What is being asked. Skip the images. Copy the records exactly as written.

The data.
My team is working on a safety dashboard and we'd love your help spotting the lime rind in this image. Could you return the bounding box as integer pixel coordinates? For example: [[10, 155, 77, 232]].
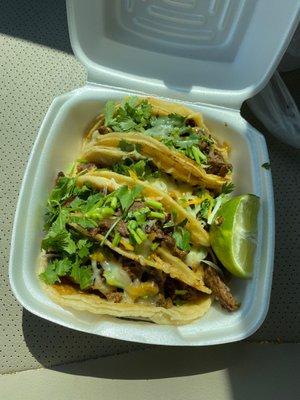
[[210, 194, 259, 278]]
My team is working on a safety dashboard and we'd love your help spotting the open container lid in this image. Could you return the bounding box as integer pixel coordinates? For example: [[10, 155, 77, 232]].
[[67, 0, 300, 109]]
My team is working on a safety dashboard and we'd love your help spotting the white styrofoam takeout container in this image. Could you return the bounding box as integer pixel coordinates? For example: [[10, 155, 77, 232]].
[[9, 0, 299, 345]]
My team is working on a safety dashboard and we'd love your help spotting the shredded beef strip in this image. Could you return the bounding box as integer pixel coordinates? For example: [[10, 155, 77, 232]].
[[206, 149, 232, 178], [77, 163, 97, 172], [165, 276, 200, 301], [123, 259, 144, 281], [204, 267, 239, 311], [145, 225, 187, 259]]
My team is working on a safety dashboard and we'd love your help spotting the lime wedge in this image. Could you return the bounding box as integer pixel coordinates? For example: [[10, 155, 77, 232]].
[[210, 194, 259, 278]]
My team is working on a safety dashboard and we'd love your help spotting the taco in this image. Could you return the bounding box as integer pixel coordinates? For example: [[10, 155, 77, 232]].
[[82, 97, 232, 191], [40, 248, 212, 325]]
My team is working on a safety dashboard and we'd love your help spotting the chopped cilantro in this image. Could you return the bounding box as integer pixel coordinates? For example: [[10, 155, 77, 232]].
[[76, 239, 93, 258], [119, 139, 134, 152], [42, 210, 76, 254], [172, 226, 191, 251], [40, 258, 72, 285], [104, 96, 152, 132], [70, 262, 93, 290], [199, 199, 210, 219], [221, 182, 234, 194], [115, 185, 143, 211]]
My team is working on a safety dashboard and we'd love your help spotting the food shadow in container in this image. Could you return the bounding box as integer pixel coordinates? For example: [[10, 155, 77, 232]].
[[10, 1, 297, 345]]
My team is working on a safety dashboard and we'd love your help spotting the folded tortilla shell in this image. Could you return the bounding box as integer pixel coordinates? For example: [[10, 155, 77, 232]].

Worked solution.
My team is working on a safety dashboard and we'd love your help spotting the lime rind in this image. Could you return the bounding box as integer pixel coordinates? For example: [[10, 155, 77, 232]].
[[210, 194, 259, 278]]
My team is working on a safety dashboard and we'd love your help spotting the open container lid in this image. Could you return the bounding box as integer pixel coordinates? For example: [[10, 155, 77, 232]].
[[67, 0, 300, 109]]
My team is working on a safety dashboard and we'd love your help spotting the white styrofoam takeout container in this image. Could you return the bounding box as integer pixel coordinates? For example: [[10, 155, 77, 232]].
[[9, 0, 299, 345]]
My team is working on a safety dashboard and we'd love your help spotting the shredded beef strip in this image. Could you return the bounding box as integer pixel coordinates? For example: [[10, 155, 77, 232]].
[[206, 149, 232, 178], [77, 163, 97, 172], [165, 276, 200, 301], [123, 259, 144, 281], [204, 267, 239, 311], [145, 225, 187, 259]]
My team is working on a safety dashboard and we'd love your help spotting the lime wedge in this image. Could you return the bounding box as integer pixel coordinates? For example: [[10, 155, 77, 232]].
[[210, 194, 259, 278]]
My team is working on a safety dashboard and we'd love your help spotting the taco in this image. Could you return the bounding box as integer pixel coordinates? For example: [[10, 155, 77, 232]].
[[82, 97, 232, 191], [40, 248, 212, 325]]
My team is working on a safety dashboard and we'd love your help spotting the chopped cilantro in this image. Could you return the bounding box as integer pixel coordinates? For example: [[10, 155, 77, 232]].
[[76, 239, 93, 258], [119, 139, 134, 152], [42, 210, 76, 254], [172, 226, 191, 251], [40, 258, 72, 285], [104, 96, 152, 132], [70, 262, 93, 290], [199, 199, 210, 219], [221, 182, 234, 194], [115, 185, 143, 211]]
My team is working on a safety dashboard and we'd love your help spotting the food shadow in container in this image. Could you return the bounding box as integer pixel coordinates? For example: [[10, 155, 77, 232]].
[[10, 1, 297, 345]]
My team is working on a safety dashboard and we'd love your help spotting the folded tortilla shell in this image. Could you return the bounding box as integer pixel coordinates? For example: [[10, 155, 77, 232]].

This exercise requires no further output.